[TASK DESCRIPTION] Write out each record again exactly as it stands.

Point labeling dataset excerpts
□ □ □
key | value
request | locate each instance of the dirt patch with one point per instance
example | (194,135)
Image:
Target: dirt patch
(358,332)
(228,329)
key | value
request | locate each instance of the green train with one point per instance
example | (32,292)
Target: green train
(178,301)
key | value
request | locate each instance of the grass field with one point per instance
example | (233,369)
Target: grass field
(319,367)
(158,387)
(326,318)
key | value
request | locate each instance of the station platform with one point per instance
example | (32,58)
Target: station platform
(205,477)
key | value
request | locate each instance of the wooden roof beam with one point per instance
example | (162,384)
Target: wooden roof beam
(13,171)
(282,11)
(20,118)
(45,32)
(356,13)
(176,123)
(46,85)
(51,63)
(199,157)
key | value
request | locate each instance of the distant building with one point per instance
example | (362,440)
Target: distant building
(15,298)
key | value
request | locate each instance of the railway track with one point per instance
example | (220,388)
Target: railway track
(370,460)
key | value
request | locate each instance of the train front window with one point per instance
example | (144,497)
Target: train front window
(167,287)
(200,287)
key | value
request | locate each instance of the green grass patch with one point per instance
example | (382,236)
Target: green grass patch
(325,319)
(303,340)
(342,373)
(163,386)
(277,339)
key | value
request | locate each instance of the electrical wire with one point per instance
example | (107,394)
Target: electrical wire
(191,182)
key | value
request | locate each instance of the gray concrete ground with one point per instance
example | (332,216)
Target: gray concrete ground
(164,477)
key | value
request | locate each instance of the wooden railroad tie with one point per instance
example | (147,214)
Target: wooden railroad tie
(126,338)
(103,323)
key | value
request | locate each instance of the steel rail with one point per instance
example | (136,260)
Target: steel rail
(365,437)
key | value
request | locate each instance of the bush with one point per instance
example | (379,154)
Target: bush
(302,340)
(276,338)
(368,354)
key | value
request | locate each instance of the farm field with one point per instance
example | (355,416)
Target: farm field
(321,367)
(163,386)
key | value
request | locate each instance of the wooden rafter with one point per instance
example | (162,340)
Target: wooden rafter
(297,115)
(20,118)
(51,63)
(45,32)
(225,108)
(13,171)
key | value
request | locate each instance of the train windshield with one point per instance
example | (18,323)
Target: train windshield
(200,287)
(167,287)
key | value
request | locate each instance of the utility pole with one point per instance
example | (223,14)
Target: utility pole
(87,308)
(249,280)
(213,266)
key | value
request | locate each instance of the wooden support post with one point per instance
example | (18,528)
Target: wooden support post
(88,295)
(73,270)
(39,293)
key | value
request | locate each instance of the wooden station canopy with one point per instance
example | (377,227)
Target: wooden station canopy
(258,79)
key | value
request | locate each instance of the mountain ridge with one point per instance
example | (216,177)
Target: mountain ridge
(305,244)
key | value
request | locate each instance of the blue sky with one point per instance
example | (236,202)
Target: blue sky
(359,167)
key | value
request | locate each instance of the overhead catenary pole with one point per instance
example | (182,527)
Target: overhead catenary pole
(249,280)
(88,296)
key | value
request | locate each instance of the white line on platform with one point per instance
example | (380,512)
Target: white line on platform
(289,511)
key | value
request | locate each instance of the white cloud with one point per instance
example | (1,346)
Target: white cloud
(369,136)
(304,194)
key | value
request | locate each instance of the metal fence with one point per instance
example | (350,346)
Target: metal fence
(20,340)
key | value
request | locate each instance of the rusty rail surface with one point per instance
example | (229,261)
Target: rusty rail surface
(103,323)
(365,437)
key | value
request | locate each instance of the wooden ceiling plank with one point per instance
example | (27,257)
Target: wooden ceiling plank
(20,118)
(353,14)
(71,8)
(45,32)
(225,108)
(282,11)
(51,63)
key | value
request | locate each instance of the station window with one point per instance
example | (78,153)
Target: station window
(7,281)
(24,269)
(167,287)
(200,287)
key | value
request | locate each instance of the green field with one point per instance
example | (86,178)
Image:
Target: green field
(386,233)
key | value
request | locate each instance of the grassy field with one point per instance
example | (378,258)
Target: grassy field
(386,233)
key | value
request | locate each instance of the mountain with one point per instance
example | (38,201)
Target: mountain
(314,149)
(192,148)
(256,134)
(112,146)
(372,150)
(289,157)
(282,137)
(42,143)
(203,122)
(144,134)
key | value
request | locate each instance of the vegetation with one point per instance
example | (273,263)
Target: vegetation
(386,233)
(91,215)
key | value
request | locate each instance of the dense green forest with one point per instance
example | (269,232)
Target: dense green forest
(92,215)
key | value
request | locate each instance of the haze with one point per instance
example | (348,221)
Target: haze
□ □ □
[RESPONSE]
key | value
request | locate each instance of the dirt patch with one point per instance
example | (194,135)
Image:
Target: dirt patch
(358,332)
(228,329)
key | value
request | locate each instance of the green train with one point per instance
example | (32,292)
Target: green train
(178,301)
key | value
request | locate each instance of the grass field with one point per instance
example | (233,369)
Target: grass field
(319,367)
(158,387)
(326,318)
key | value
request | locate each instance of the station platform with one point per instance
example | (32,58)
Target: station platform
(205,477)
key | value
request | locate each instance of the wooden roof beam with one point per instance
example | (162,384)
Target: wooden roof beam
(13,171)
(282,11)
(20,118)
(45,32)
(356,13)
(176,123)
(46,85)
(51,63)
(199,157)
key | value
request | locate each instance of the distant building with one point per instance
example | (362,440)
Target: distant building
(15,298)
key | value
request | locate each instance of the railway track with one point per instance
example | (220,388)
Target: railway track
(370,460)
key | value
request | locate each instance of the train front window with one point per instance
example | (144,497)
Target: train front window
(167,287)
(200,287)
key | value
request | locate each instance of the green grass patch with one point per instance
example | (382,236)
Target: green grass patch
(325,319)
(303,340)
(342,373)
(163,386)
(277,339)
key | value
request | locate each instance of the electrical wire with one point per instance
example | (107,394)
Target: electrical wire
(191,182)
key | value
request | locate each instance of the gray concrete ground with one point per instance
example | (332,216)
Target: gray concrete ground
(164,477)
key | value
request | locate each instance of the wooden railroad tie with one point per instance
example | (147,214)
Target: wooden railroad tie
(126,338)
(103,323)
key | value
request | locate each instance of the steel rail with one point per instance
example | (136,260)
Target: steel rail
(365,437)
key | value
request | locate each instance of the bush with one point per instance
example | (379,154)
Target: bush
(302,340)
(276,338)
(368,354)
key | value
request | locate each instance of the farm field with one point per instance
example | (355,416)
Target: farm field
(321,367)
(163,386)
key | value
request | locate each instance of the wooden rafter with one point per instance
example | (162,340)
Target: wooden rafter
(297,115)
(20,118)
(51,63)
(45,32)
(225,108)
(13,171)
key | value
request | locate each instance of the train windshield with one point per instance
example | (18,323)
Target: train windshield
(200,287)
(167,287)
key | value
request | locate each instance of the utility pole with one point per instance
example | (223,14)
Target: utility pole
(87,308)
(249,280)
(213,266)
key | value
request | locate each instance of the wooden support post with one point per instance
example | (18,528)
Target: wooden support post
(88,295)
(73,270)
(39,293)
key | value
request | locate each instance of the wooden station canopy with one point per instance
example | (377,227)
Target: wooden station canopy
(258,79)
key | value
request | locate each instance of the mountain ridge with one point per instance
example | (216,177)
Target: mountain ridge
(305,244)
key | value
request | locate each instance of the blue sky with one point per instance
example | (236,202)
Target: blue sky
(359,167)
key | value
request | locate each instance of the overhead catenary pole with one point per instance
example | (182,527)
Target: overhead catenary pole
(249,280)
(88,296)
key | value
request | locate each instance of the white line on platform with one point per instance
example | (380,512)
Target: white line on platform
(289,511)
key | value
request | locate each instance of the white cloud with one point per instance
example | (1,346)
Target: white cloud
(369,136)
(304,194)
key | value
request | locate each instance of the metal fence with one point per instance
example | (350,346)
Target: metal fence
(20,340)
key | value
request | locate each instance of the rusty rail surface with one point per instance
example | (229,261)
Target: rusty rail surface
(103,323)
(365,437)
key | value
request | locate each instance of the wooden ceiling plank with one point per instance
example | (27,257)
Target: wooden ceiling plank
(20,118)
(353,14)
(71,8)
(45,32)
(225,108)
(282,11)
(51,63)
key | value
request | locate each instance of the station window with one point per instance
example | (78,153)
Target: station window
(7,281)
(24,269)
(167,287)
(200,287)
key | value
request | locate each instance of the green field with one point per instance
example | (86,178)
Image:
Target: green field
(386,233)
key | value
request | locate each instance of the grassy field with one point per instance
example | (378,258)
Target: grassy field
(386,233)
key | value
request | locate each instance of the mountain with one point per instance
example | (38,201)
Target: mountain
(314,149)
(192,148)
(256,134)
(112,146)
(372,150)
(289,157)
(282,137)
(42,143)
(203,122)
(144,134)
key | value
request | locate each instance of the vegetation with one point per instance
example | (273,263)
Target: vegetation
(386,233)
(91,215)
key | value
request | locate each instance of the dense green forest with one point per instance
example | (269,232)
Target: dense green forest
(92,215)
key | value
request | locate each instance of the haze with one point per instance
example | (348,221)
Target: haze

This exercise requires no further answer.